● Exercise task
List each line in the items below that contains the word "plum". The match is case-sensitive.

[Begin]

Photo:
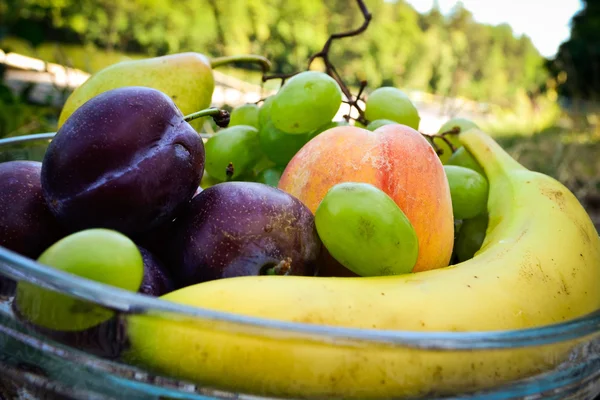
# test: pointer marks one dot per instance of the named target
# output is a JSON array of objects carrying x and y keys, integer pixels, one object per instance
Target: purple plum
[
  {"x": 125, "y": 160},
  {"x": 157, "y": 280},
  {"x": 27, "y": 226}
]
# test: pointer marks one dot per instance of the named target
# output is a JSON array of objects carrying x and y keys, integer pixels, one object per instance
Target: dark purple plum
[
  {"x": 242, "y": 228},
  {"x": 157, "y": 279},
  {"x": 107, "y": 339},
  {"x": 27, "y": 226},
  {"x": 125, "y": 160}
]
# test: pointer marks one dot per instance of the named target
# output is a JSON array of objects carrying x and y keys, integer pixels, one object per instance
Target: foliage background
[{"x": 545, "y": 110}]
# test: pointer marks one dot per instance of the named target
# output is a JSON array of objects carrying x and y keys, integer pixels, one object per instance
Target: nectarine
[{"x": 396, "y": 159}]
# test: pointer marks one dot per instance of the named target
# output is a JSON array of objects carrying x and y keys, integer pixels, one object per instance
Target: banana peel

[End]
[Begin]

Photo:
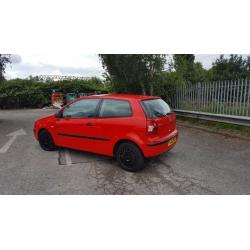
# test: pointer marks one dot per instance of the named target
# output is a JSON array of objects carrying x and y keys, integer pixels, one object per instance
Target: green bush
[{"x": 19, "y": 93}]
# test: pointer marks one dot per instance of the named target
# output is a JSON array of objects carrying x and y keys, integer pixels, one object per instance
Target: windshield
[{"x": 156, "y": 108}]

[End]

● Result of this exercise
Target: purple plum
Target: dark purple plum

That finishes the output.